» **Direction**
Repeat each line word for word.
▬▬▬▬▬▬
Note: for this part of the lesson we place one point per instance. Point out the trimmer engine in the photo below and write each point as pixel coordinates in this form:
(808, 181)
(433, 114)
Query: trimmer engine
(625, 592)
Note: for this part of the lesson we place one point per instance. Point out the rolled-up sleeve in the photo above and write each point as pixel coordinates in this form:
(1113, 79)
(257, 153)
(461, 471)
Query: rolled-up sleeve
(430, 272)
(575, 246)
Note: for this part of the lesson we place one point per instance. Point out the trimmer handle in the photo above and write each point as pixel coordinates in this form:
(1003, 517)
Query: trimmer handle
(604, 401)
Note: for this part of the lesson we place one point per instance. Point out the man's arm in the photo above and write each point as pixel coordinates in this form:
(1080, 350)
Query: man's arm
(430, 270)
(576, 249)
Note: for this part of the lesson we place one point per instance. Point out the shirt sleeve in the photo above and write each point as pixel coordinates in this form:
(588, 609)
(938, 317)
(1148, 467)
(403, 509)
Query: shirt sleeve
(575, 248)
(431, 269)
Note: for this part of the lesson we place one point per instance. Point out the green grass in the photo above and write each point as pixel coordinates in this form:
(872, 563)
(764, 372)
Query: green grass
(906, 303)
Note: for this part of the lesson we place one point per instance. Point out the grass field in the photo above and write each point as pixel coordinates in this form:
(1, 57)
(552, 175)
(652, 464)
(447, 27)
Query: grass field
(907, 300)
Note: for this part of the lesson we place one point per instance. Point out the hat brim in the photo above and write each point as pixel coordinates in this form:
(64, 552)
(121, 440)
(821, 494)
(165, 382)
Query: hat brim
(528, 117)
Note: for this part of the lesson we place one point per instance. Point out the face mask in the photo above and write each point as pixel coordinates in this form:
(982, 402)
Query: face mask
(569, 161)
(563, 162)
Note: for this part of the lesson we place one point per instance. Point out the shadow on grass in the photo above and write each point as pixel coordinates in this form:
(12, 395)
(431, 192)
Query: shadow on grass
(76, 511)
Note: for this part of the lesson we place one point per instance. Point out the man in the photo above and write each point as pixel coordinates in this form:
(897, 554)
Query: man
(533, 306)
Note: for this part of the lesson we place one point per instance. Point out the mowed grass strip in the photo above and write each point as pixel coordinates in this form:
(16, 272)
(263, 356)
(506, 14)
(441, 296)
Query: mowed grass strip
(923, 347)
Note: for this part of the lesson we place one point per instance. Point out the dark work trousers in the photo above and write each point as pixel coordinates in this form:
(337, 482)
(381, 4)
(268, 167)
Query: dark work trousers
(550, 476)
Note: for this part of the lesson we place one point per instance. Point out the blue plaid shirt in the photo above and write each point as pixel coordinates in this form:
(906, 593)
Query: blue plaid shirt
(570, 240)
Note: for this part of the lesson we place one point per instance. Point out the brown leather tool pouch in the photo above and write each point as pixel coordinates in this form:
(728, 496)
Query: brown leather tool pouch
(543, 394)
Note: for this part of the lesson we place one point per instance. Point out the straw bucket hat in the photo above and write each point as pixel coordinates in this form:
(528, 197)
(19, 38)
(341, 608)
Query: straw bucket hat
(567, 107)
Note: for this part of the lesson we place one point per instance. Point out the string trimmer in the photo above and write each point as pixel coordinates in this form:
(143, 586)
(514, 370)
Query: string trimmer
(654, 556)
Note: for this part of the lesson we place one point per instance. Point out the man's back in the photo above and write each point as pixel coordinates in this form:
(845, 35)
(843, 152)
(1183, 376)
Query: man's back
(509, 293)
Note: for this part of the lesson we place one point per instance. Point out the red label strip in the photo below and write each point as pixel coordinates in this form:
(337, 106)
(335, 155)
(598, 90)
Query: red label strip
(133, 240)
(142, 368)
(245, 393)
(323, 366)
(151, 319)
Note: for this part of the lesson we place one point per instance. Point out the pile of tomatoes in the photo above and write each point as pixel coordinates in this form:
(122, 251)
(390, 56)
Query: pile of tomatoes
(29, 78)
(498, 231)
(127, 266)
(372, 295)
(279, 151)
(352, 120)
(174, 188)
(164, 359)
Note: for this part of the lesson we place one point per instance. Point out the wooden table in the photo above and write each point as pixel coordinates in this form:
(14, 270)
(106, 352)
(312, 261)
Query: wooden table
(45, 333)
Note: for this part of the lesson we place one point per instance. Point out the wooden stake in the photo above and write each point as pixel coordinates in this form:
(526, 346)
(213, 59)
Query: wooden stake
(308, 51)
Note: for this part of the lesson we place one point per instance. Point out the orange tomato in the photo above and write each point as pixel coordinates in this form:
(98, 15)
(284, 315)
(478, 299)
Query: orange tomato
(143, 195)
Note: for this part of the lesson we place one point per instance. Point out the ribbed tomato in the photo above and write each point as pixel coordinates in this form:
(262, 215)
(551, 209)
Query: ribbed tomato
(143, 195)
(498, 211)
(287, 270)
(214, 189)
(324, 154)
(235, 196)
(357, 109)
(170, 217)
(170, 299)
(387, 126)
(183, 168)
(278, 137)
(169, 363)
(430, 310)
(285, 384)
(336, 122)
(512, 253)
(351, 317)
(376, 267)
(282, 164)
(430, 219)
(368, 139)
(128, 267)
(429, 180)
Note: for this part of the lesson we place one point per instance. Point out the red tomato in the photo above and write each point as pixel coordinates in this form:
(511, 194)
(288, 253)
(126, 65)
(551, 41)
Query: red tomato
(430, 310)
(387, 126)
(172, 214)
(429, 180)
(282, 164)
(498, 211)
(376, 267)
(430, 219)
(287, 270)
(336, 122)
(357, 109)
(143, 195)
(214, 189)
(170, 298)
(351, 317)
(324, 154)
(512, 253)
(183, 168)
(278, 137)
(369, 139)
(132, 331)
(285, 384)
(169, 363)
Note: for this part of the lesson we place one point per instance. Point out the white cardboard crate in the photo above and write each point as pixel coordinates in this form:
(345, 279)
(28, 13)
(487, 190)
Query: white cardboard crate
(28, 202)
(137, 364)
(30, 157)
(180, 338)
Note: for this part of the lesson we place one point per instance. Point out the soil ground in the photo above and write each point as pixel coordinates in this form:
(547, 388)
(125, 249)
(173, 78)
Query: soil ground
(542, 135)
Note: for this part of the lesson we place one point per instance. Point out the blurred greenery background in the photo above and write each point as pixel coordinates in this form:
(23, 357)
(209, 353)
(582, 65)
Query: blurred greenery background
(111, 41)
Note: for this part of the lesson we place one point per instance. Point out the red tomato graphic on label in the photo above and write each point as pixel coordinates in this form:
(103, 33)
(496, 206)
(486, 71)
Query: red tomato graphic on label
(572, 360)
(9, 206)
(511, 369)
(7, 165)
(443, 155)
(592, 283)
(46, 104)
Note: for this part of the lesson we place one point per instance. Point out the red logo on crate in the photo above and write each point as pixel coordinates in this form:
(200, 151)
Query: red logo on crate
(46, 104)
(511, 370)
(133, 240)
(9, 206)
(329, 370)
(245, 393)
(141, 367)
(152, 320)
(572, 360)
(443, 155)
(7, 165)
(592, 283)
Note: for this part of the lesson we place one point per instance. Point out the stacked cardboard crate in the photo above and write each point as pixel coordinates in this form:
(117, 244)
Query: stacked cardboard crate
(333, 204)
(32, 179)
▬▬▬▬▬▬
» **Exercise answer**
Note: for this part of the lesson we place one point per instance. Point out the trimmer engine in the photo below and write each point as pixel coordinates in this form:
(808, 181)
(433, 114)
Query: trimmer engine
(625, 592)
Note: for this part of the lesson we place one point per instance. Point out the rolled-up sleeve in the photo above and write each point as pixel coordinates in this form:
(1113, 79)
(257, 153)
(461, 471)
Query: rolled-up sleeve
(430, 272)
(575, 246)
Note: for this part of the lesson we place one point per instance. Point out the trimmer handle in the photo above and write each point as pixel coordinates in this form:
(1003, 517)
Query: trimmer handle
(604, 401)
Note: for this part of the lesson we place one point per instance. Point out the man's arm in the photo above and write each point as pixel coordinates in this form:
(1080, 350)
Query: man's arm
(430, 270)
(576, 249)
Note: for this part of the lesson we place one point per instance. Point out the shirt sleeve in the photo above and write each point as pixel coordinates in this form:
(588, 609)
(938, 317)
(1148, 467)
(403, 509)
Query: shirt sleeve
(575, 248)
(431, 269)
Note: for this part of the lesson we place one point per instance. Point out the green grass in the photo above and write each point as pixel coordinates in this form:
(872, 563)
(764, 372)
Query: green grass
(906, 303)
Note: for this part of the lesson we place one point per instance. Point out the grass field in the photo above and write each point as pixel coordinates in this form:
(1, 57)
(552, 175)
(652, 464)
(447, 27)
Query: grass field
(907, 300)
Note: for this part of the lesson we place one point per instance. Point out the hat brim in the photo above and write each point as pixel coordinates in this form:
(64, 552)
(121, 440)
(821, 494)
(165, 382)
Query: hat brim
(528, 117)
Note: for this part of the lesson we place one point per instance. Point out the face mask in the photo above and write each point as pixel coordinates in this form:
(982, 402)
Query: face mask
(569, 161)
(563, 162)
Note: for this part of the lesson we place one point per instance. Point out the shadow on grass in the photo above and write each point as pixel coordinates in this form:
(12, 395)
(431, 192)
Query: shadow on grass
(76, 511)
Note: for this part of the lesson we place one point per instance. Point out the man in the photo above and write each point as pixel coordinates in this form:
(897, 554)
Query: man
(533, 306)
Note: for this part of the lesson we place one point per instance. Point out the mowed grass strip in the photo above and write each point as pixel coordinates in this form:
(16, 272)
(263, 356)
(506, 14)
(441, 296)
Query: mowed grass strip
(923, 347)
Note: for this part of the lesson we place one point per instance. Point out the dark work trousers in the photo above and write each point as pixel coordinates in this form:
(337, 482)
(381, 4)
(268, 167)
Query: dark work trousers
(550, 476)
Note: for this part of the lesson we place one point per instance. Point out the blue plaid shirt in the photo above and write each point as pixel coordinates in this form:
(906, 593)
Query: blue plaid shirt
(570, 240)
Note: for this part of the lesson we place one point per instance. Point out the brown leather tool pouch in the photo above and write each point as pixel coordinates in this form:
(728, 496)
Query: brown leather tool pouch
(543, 394)
Note: for this part of the lesson we place one point per instance. Point out the straw bucket hat in the photo above and write each point as pixel coordinates in this form:
(528, 197)
(19, 38)
(341, 608)
Query: straw bucket hat
(567, 107)
Note: for this part of the lesson we place one point per instance. Point out the string trimmer in the photo above and write each point as pixel coordinates in this form:
(143, 586)
(514, 370)
Query: string trimmer
(654, 556)
Note: for this part of the lesson we place one point per instance. Point out the man's back in the photo above and write each point as pixel coordinates in this form:
(845, 35)
(843, 152)
(1183, 376)
Query: man's back
(509, 293)
Note: for this part of the lesson we place one point per instance. Point out the red label strip in the photo below and write each point as pixel coordinates in this form:
(337, 106)
(335, 155)
(598, 90)
Query: red label strip
(133, 240)
(142, 368)
(245, 393)
(323, 366)
(151, 319)
Note: for this part of the lesson we place one point per instance. Point out the pile of tomatoes in the photo above and write each point as pixel coordinates in this form:
(122, 251)
(390, 56)
Query: pile of tomatoes
(29, 78)
(498, 231)
(127, 266)
(372, 295)
(279, 151)
(352, 120)
(174, 188)
(164, 359)
Note: for this part of the lesson we place one point per instance. Point out the wooden table in the photo above and write each point as pixel coordinates in this form:
(14, 270)
(106, 352)
(312, 261)
Query: wooden table
(45, 333)
Note: for this part of the lesson we place one point per instance. Point out the wooden stake in the photo above and write each point as pixel coordinates in this form:
(526, 346)
(213, 59)
Query: wooden stake
(308, 51)
Note: for this part of the lesson we place one point per instance. Point out the orange tomato in the photo above and write each point as pixel coordinates in this form:
(98, 15)
(284, 315)
(478, 299)
Query: orange tomato
(143, 195)
Note: for this part of the lesson we place one point per instance. Point out the ribbed tomato in the photo above and write each point as pixel coordinates in this form:
(262, 215)
(551, 209)
Query: ribbed tomato
(143, 195)
(498, 211)
(287, 270)
(214, 189)
(324, 154)
(235, 196)
(357, 109)
(170, 217)
(170, 299)
(387, 126)
(183, 168)
(278, 137)
(169, 363)
(430, 310)
(285, 384)
(336, 122)
(512, 253)
(351, 317)
(376, 267)
(282, 164)
(430, 219)
(368, 139)
(128, 267)
(429, 180)
Note: for this part of the lesson we place one point per instance. Point out the red tomato in the photo above and write each point as pixel coordinates in this form:
(511, 194)
(288, 253)
(126, 65)
(551, 41)
Query: red tomato
(430, 310)
(387, 126)
(172, 214)
(429, 180)
(282, 164)
(498, 211)
(376, 267)
(430, 219)
(287, 270)
(336, 122)
(357, 109)
(143, 195)
(214, 189)
(170, 298)
(351, 317)
(324, 154)
(512, 253)
(183, 168)
(278, 137)
(369, 139)
(132, 331)
(285, 384)
(169, 363)
Note: for this part of the lesson we place one point per instance. Point out the white cardboard crate in the photo above and write each point as pixel coordinates in this form:
(345, 279)
(28, 13)
(487, 190)
Query: white cardboard crate
(28, 202)
(137, 364)
(30, 157)
(180, 338)
Note: for this part of the lesson we place one point per instance. Point out the soil ground in the photo above and write each point as pixel coordinates in this form:
(547, 388)
(125, 249)
(173, 78)
Query: soil ground
(542, 135)
Note: for this part of the lesson we place one point per instance. Point out the blurred greenery background in the photo above and write each point as pixel coordinates in this form:
(23, 357)
(209, 353)
(582, 65)
Query: blurred greenery background
(111, 41)
Note: for this part of the lesson we place one point per instance. Point out the red tomato graphic on label in the photo above and write each point as pixel coordinates in this form:
(103, 33)
(496, 206)
(486, 71)
Query: red tomato graphic on label
(572, 360)
(9, 206)
(511, 369)
(7, 165)
(443, 155)
(592, 283)
(46, 104)
Note: for this part of the lesson we place one point per instance. Point out the red logo on crate in the photo above and write each point as pixel coordinates in this form:
(200, 151)
Query: red logo on crate
(46, 104)
(511, 370)
(133, 240)
(9, 206)
(329, 370)
(245, 393)
(141, 367)
(152, 320)
(572, 360)
(443, 155)
(7, 165)
(592, 283)
Note: for this part of the lesson we place one point per instance. Point out the stacked cardboard crate in the photo above and write each point as pixel coordinates in this form:
(117, 244)
Query: stacked cardboard crate
(333, 204)
(32, 179)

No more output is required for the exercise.